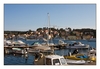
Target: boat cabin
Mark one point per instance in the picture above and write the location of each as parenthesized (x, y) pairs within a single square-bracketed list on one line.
[(51, 60)]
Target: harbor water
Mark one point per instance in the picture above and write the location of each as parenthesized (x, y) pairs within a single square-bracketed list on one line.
[(15, 59)]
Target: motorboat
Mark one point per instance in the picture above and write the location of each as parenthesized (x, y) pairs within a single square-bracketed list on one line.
[(77, 57), (92, 40), (19, 51), (50, 60), (77, 45), (75, 62)]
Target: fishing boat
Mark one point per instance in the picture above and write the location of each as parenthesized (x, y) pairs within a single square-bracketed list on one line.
[(19, 51), (77, 45)]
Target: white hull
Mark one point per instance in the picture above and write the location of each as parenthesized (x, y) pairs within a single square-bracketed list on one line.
[(75, 62), (77, 46)]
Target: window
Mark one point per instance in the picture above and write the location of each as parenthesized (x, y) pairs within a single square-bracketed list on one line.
[(56, 62)]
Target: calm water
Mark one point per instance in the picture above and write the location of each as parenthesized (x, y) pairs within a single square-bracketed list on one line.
[(29, 58)]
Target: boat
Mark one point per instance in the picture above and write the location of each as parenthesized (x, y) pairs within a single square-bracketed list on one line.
[(92, 40), (77, 57), (19, 51), (49, 60), (75, 62), (77, 45)]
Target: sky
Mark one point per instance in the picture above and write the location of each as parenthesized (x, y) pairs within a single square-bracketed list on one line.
[(23, 17)]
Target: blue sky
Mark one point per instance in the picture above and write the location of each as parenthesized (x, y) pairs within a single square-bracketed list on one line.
[(22, 17)]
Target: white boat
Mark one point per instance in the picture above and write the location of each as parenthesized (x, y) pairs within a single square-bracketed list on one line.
[(92, 40), (60, 42), (19, 51), (18, 43), (77, 45), (50, 60), (75, 62)]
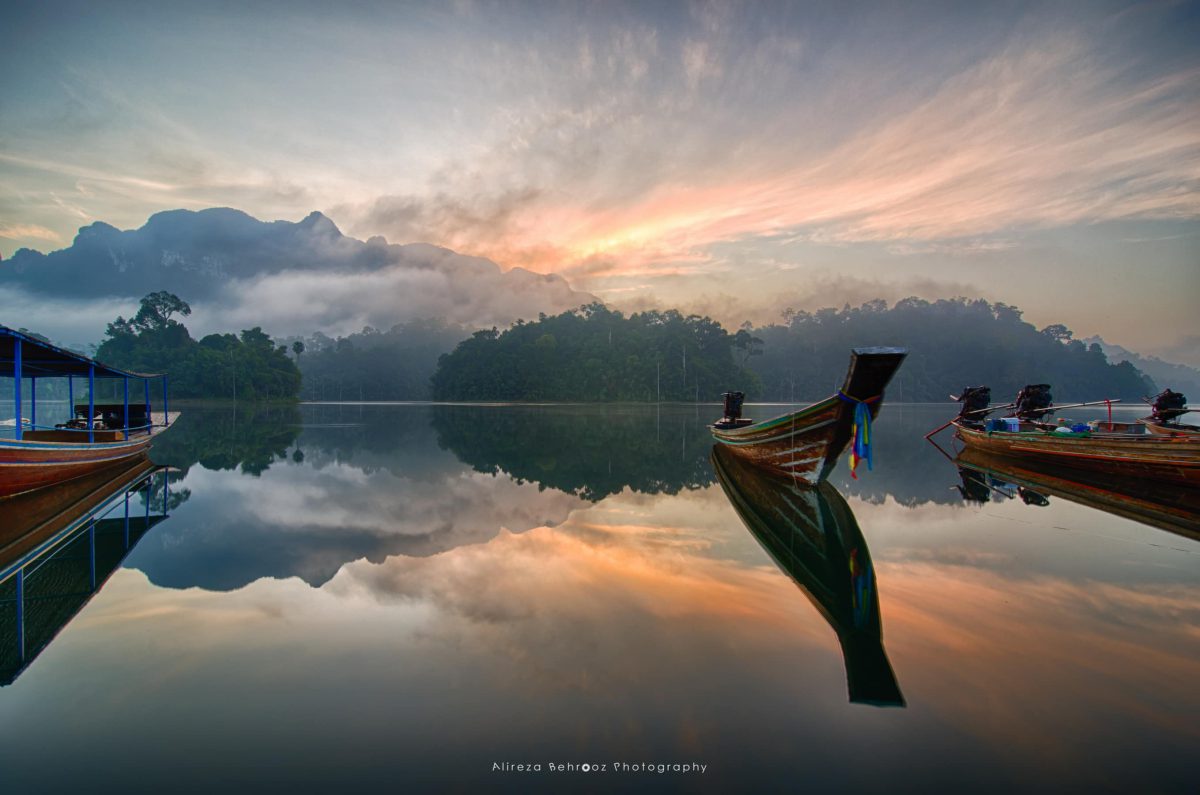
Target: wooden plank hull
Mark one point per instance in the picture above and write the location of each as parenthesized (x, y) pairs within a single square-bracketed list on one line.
[(29, 519), (64, 543), (1162, 458), (813, 536), (27, 465), (1170, 429), (1159, 504), (805, 444)]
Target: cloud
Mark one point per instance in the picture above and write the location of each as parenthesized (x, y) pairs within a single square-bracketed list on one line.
[(287, 278), (22, 232)]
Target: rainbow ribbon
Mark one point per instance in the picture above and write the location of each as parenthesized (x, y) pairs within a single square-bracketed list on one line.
[(861, 429)]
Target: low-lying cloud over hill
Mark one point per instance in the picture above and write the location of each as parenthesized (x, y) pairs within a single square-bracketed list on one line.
[(238, 272)]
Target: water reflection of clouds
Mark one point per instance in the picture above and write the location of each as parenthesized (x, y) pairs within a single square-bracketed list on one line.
[(645, 626), (304, 521), (1000, 661)]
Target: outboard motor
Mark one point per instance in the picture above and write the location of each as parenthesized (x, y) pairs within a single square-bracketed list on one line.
[(975, 400), (733, 401), (1168, 405), (1033, 402)]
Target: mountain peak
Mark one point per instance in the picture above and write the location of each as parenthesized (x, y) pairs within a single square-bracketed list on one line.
[(319, 223)]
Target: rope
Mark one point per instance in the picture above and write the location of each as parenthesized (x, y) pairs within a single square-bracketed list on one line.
[(861, 430)]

━━━━━━━━

## [THE PROBLEM]
Scan the entries and show every line in which the word "white" is found.

## [REPLY]
Target: white hull
Target: white boat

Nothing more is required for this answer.